— Begin AVAILABLE RECORDS —
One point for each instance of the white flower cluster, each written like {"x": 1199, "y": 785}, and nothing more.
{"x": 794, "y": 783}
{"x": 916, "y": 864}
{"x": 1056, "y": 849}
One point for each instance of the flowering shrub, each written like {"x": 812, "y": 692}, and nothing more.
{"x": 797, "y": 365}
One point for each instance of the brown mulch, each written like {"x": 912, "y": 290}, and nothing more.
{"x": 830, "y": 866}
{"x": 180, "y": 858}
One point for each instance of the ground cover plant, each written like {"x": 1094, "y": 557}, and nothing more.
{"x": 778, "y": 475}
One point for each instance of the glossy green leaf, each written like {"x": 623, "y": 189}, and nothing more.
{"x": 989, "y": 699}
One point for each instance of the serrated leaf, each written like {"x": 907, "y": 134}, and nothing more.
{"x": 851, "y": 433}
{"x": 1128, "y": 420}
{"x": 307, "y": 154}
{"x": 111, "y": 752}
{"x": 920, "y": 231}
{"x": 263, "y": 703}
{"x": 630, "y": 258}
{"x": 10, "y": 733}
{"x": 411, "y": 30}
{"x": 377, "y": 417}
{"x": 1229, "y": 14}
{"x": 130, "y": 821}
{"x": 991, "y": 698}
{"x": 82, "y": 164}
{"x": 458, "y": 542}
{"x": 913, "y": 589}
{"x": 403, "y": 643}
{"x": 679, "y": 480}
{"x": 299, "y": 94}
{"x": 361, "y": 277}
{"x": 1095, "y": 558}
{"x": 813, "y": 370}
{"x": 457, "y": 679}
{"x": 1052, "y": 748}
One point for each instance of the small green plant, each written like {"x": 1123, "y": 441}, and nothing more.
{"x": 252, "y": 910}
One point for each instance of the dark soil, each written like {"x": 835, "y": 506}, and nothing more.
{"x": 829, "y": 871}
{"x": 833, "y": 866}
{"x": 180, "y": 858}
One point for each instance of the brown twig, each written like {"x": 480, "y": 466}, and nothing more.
— End AVAILABLE RECORDS —
TASK DETAILS >>
Print the records above in full, exactly.

FULL SOLUTION >>
One point for each instance of the white flower cluster, each written like {"x": 1199, "y": 785}, and nothing more.
{"x": 794, "y": 783}
{"x": 916, "y": 864}
{"x": 1056, "y": 849}
One point for each instance of the flowering shrub, each written like {"x": 812, "y": 692}, and nothing more.
{"x": 797, "y": 365}
One point for each instance of the brown mulch, each written like {"x": 912, "y": 290}, and nothing more.
{"x": 830, "y": 866}
{"x": 180, "y": 858}
One point for each instance of the ground cover plant, each written like {"x": 1094, "y": 557}, and nothing more.
{"x": 778, "y": 475}
One point for each instance of the glossy green leaf, each written like {"x": 623, "y": 189}, and nothing more.
{"x": 989, "y": 699}
One point for each instance of the serrated leaf, each written like {"x": 907, "y": 134}, and nothing more.
{"x": 851, "y": 433}
{"x": 1128, "y": 420}
{"x": 307, "y": 154}
{"x": 111, "y": 752}
{"x": 920, "y": 231}
{"x": 263, "y": 703}
{"x": 630, "y": 258}
{"x": 10, "y": 733}
{"x": 411, "y": 30}
{"x": 377, "y": 417}
{"x": 1229, "y": 14}
{"x": 130, "y": 821}
{"x": 991, "y": 698}
{"x": 82, "y": 164}
{"x": 458, "y": 542}
{"x": 913, "y": 589}
{"x": 403, "y": 643}
{"x": 679, "y": 480}
{"x": 299, "y": 94}
{"x": 361, "y": 277}
{"x": 1095, "y": 558}
{"x": 813, "y": 370}
{"x": 457, "y": 679}
{"x": 1052, "y": 748}
One point for each instance of the small green plant, each written like {"x": 1123, "y": 441}, and nothing more.
{"x": 252, "y": 910}
One point for each instance of the dark soil, each written like {"x": 835, "y": 506}, and nothing more.
{"x": 829, "y": 871}
{"x": 833, "y": 866}
{"x": 180, "y": 858}
One point for each instance of the brown twig, each written like {"x": 480, "y": 466}, and nothing more.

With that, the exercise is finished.